== Image point grounding data ==
▶
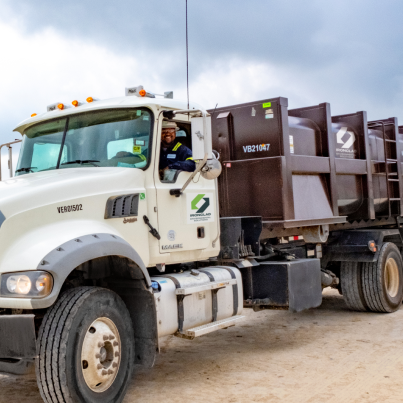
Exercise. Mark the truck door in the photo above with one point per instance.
(188, 222)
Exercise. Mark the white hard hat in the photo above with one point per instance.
(169, 125)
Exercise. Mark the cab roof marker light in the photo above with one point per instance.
(139, 91)
(58, 106)
(76, 103)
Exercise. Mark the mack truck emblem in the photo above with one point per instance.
(340, 136)
(176, 246)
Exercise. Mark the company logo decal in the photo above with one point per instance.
(346, 150)
(200, 207)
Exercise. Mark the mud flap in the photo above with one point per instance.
(17, 335)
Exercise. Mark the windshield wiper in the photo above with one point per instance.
(27, 169)
(81, 162)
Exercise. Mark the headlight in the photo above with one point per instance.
(32, 284)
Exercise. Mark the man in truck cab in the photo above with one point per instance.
(174, 155)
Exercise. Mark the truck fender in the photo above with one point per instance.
(61, 261)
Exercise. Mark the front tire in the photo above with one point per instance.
(86, 348)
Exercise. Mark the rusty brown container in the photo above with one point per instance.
(304, 167)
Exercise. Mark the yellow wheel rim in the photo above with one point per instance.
(392, 280)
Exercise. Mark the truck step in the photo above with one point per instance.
(190, 334)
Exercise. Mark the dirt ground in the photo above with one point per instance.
(329, 354)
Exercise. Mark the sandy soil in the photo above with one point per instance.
(329, 354)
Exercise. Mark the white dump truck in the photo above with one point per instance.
(102, 253)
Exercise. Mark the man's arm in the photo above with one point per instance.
(186, 162)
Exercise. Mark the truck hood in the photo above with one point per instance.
(27, 192)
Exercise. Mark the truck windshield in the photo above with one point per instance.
(110, 138)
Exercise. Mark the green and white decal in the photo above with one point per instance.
(200, 207)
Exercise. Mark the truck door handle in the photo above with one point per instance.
(152, 231)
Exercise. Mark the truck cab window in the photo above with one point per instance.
(175, 152)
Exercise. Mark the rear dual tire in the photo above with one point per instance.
(375, 286)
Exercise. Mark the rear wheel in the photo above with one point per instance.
(351, 286)
(86, 348)
(383, 280)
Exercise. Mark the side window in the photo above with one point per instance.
(45, 156)
(114, 147)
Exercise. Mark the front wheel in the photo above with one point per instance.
(86, 348)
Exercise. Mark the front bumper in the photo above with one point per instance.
(17, 337)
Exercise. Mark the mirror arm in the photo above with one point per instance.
(200, 165)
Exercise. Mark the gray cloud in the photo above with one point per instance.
(347, 52)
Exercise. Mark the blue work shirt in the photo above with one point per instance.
(178, 157)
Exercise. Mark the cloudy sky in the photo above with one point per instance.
(346, 52)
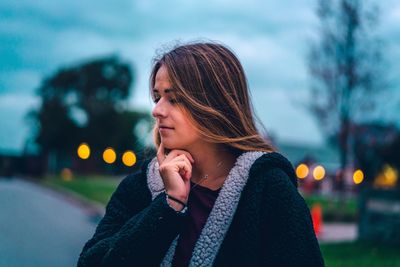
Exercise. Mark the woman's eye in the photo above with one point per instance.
(175, 100)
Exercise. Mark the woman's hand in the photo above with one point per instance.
(176, 171)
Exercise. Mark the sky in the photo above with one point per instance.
(270, 38)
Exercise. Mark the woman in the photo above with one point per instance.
(216, 194)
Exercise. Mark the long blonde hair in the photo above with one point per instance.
(212, 89)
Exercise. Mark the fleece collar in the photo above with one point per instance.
(221, 215)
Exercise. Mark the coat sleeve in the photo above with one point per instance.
(288, 234)
(134, 231)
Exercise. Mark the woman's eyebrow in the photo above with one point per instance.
(166, 91)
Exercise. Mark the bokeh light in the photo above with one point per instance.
(83, 151)
(302, 171)
(319, 173)
(109, 155)
(358, 177)
(129, 158)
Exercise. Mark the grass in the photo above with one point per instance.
(343, 210)
(97, 188)
(360, 254)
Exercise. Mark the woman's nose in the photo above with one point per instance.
(159, 109)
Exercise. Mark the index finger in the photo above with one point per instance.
(160, 153)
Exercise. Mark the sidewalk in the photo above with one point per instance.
(338, 232)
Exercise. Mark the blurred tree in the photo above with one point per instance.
(346, 66)
(86, 103)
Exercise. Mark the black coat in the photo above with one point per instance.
(268, 223)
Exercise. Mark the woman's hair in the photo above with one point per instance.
(211, 87)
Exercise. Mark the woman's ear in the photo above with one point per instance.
(156, 136)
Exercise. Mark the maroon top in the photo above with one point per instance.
(200, 202)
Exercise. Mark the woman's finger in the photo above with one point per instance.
(161, 154)
(177, 152)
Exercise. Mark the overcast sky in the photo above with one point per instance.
(269, 37)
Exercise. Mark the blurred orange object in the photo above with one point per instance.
(316, 215)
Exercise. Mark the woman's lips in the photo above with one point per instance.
(164, 129)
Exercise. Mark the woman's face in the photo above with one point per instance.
(175, 129)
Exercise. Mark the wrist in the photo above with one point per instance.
(176, 204)
(177, 195)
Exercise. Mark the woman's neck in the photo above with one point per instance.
(212, 161)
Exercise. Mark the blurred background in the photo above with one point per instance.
(75, 112)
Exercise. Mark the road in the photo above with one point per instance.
(39, 227)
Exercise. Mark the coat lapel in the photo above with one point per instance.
(221, 215)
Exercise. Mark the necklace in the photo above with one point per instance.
(205, 177)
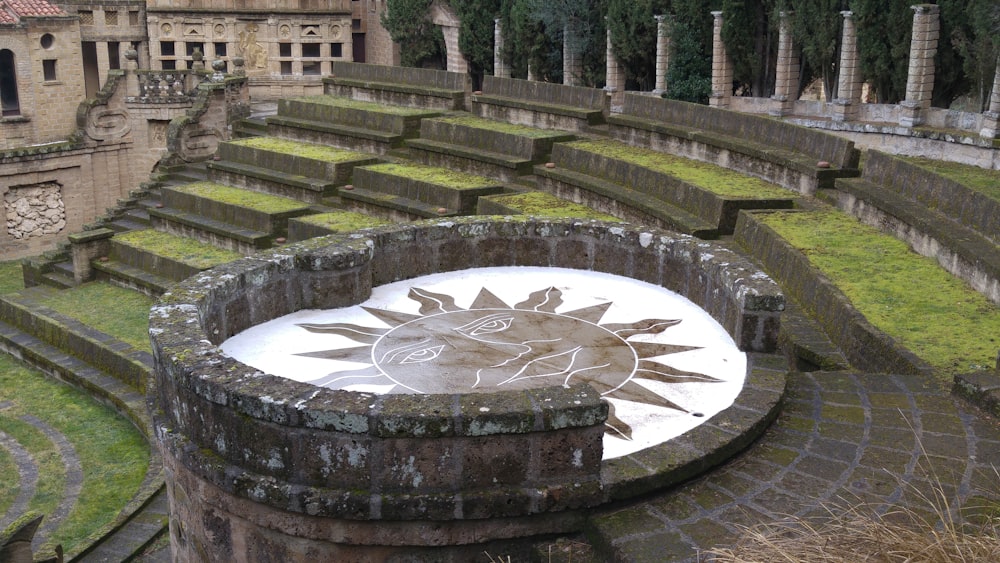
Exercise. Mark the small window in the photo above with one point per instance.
(49, 69)
(310, 50)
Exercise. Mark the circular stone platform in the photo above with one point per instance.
(661, 361)
(570, 320)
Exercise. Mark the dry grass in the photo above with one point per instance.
(932, 531)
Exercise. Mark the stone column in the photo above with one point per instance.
(662, 54)
(846, 105)
(786, 84)
(614, 83)
(991, 118)
(722, 67)
(500, 69)
(103, 62)
(572, 63)
(920, 78)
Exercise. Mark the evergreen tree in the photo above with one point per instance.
(408, 23)
(884, 29)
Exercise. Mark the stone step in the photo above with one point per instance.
(386, 118)
(330, 222)
(241, 208)
(165, 255)
(622, 201)
(295, 158)
(455, 192)
(470, 160)
(390, 207)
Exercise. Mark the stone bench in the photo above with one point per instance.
(783, 153)
(936, 216)
(403, 86)
(540, 104)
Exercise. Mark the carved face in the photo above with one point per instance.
(498, 349)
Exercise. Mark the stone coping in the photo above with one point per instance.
(261, 437)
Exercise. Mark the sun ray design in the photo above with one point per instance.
(492, 346)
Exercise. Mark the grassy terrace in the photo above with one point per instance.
(90, 303)
(303, 150)
(709, 177)
(907, 296)
(365, 106)
(113, 455)
(541, 204)
(501, 127)
(241, 197)
(433, 175)
(188, 251)
(981, 180)
(343, 221)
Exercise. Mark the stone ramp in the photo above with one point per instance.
(842, 437)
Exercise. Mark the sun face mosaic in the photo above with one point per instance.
(662, 363)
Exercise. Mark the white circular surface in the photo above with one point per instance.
(700, 381)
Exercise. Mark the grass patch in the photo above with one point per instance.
(188, 251)
(90, 303)
(343, 221)
(303, 150)
(10, 277)
(709, 177)
(433, 175)
(502, 127)
(113, 454)
(365, 106)
(981, 180)
(542, 204)
(242, 198)
(909, 297)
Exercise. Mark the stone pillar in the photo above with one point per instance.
(103, 62)
(991, 118)
(722, 67)
(846, 105)
(920, 78)
(662, 54)
(500, 69)
(615, 78)
(786, 85)
(572, 62)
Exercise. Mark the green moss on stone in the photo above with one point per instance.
(304, 150)
(715, 179)
(981, 180)
(433, 175)
(188, 251)
(542, 204)
(343, 221)
(365, 106)
(242, 197)
(501, 127)
(909, 297)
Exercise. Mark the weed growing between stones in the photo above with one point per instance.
(932, 531)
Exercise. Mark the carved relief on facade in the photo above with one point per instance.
(252, 51)
(34, 210)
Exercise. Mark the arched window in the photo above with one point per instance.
(8, 84)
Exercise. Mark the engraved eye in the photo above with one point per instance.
(422, 355)
(487, 325)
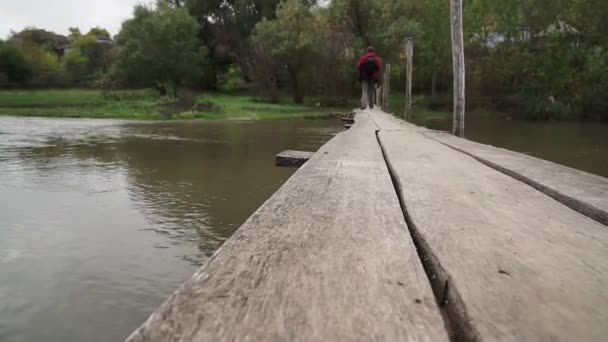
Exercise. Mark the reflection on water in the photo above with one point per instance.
(581, 145)
(101, 220)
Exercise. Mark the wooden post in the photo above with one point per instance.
(458, 65)
(409, 53)
(386, 87)
(378, 97)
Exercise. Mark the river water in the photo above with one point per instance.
(100, 221)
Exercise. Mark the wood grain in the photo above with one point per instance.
(327, 258)
(581, 191)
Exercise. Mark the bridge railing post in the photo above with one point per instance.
(386, 87)
(409, 54)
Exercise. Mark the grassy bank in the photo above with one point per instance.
(145, 105)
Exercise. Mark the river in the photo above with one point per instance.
(101, 220)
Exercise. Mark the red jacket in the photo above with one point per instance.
(378, 62)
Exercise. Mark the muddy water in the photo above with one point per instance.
(101, 220)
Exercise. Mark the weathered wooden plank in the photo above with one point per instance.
(291, 158)
(581, 191)
(511, 263)
(327, 258)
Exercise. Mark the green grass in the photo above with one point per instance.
(144, 105)
(421, 115)
(244, 107)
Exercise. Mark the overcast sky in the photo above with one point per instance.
(59, 15)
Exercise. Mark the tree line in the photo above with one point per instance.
(544, 59)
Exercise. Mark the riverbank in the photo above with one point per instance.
(146, 105)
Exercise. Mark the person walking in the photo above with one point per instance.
(369, 66)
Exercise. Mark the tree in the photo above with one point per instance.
(99, 32)
(75, 65)
(290, 39)
(159, 48)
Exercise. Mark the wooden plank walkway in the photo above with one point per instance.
(391, 232)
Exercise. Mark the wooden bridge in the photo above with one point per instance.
(392, 232)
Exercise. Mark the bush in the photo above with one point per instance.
(125, 95)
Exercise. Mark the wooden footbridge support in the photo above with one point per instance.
(391, 232)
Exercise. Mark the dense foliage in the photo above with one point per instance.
(542, 59)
◀
== Aim of the task ==
The reply must hold exactly the lines from the one containing "Exercise. Mark the person" to the last line of the entries, and nothing more.

== Result ==
Exercise. Mark the person walking in the photo above with one point per instance.
(369, 66)
Exercise. Mark the tree in the photo above with one point per instance.
(99, 32)
(75, 65)
(290, 39)
(159, 48)
Exercise. Mark the wooden plank walkway in the photo above with one point per instance.
(391, 232)
Exercise. Mark the wooden bridge in the photo above with one point per instance.
(392, 232)
Exercise. Mark the bush in the photo above with one point per instance.
(125, 95)
Exercise. Mark the wooden footbridge support in the photo above with one point per instance.
(391, 232)
Exercise. Mark the dense foliage in the photo above with one point per instance.
(542, 59)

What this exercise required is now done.